Excerpts from a location annotation dataset
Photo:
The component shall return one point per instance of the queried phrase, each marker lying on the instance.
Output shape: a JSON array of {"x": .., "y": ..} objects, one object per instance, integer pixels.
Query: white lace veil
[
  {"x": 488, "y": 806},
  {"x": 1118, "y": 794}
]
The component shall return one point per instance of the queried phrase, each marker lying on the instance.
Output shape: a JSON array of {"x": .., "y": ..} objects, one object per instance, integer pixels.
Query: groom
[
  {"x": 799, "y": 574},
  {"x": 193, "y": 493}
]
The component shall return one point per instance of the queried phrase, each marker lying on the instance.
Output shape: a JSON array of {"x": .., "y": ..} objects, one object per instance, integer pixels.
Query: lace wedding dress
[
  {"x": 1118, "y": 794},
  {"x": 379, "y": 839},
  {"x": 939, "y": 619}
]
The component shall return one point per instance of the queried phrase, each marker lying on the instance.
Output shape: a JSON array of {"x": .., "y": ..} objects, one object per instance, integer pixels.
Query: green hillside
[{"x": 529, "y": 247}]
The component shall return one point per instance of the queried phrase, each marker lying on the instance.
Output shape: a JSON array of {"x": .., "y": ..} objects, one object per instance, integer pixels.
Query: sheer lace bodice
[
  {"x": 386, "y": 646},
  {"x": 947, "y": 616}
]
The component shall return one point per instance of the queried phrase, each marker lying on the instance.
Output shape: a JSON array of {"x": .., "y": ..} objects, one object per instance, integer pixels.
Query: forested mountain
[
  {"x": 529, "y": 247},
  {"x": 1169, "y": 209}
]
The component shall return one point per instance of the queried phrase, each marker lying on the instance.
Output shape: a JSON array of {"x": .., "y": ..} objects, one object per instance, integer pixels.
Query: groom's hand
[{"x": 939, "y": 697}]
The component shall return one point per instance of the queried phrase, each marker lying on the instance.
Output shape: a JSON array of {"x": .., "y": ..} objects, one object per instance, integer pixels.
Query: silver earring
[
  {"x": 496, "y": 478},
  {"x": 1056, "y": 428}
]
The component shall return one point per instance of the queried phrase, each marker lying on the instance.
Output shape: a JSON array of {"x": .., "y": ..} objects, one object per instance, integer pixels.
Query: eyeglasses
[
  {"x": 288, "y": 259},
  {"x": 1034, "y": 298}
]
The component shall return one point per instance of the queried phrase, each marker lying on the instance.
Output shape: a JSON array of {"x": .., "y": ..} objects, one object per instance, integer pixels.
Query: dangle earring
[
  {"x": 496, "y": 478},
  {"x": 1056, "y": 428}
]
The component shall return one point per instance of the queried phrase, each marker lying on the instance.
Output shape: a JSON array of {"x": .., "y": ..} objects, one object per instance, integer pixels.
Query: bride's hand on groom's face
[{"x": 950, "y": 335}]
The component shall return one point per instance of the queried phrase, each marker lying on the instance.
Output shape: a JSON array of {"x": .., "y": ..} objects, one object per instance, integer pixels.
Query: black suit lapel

■ **AIM**: Collect every line of the material that contains the word "hand".

■ **OUTPUT**:
Query: groom's hand
Query: bride's hand on groom's face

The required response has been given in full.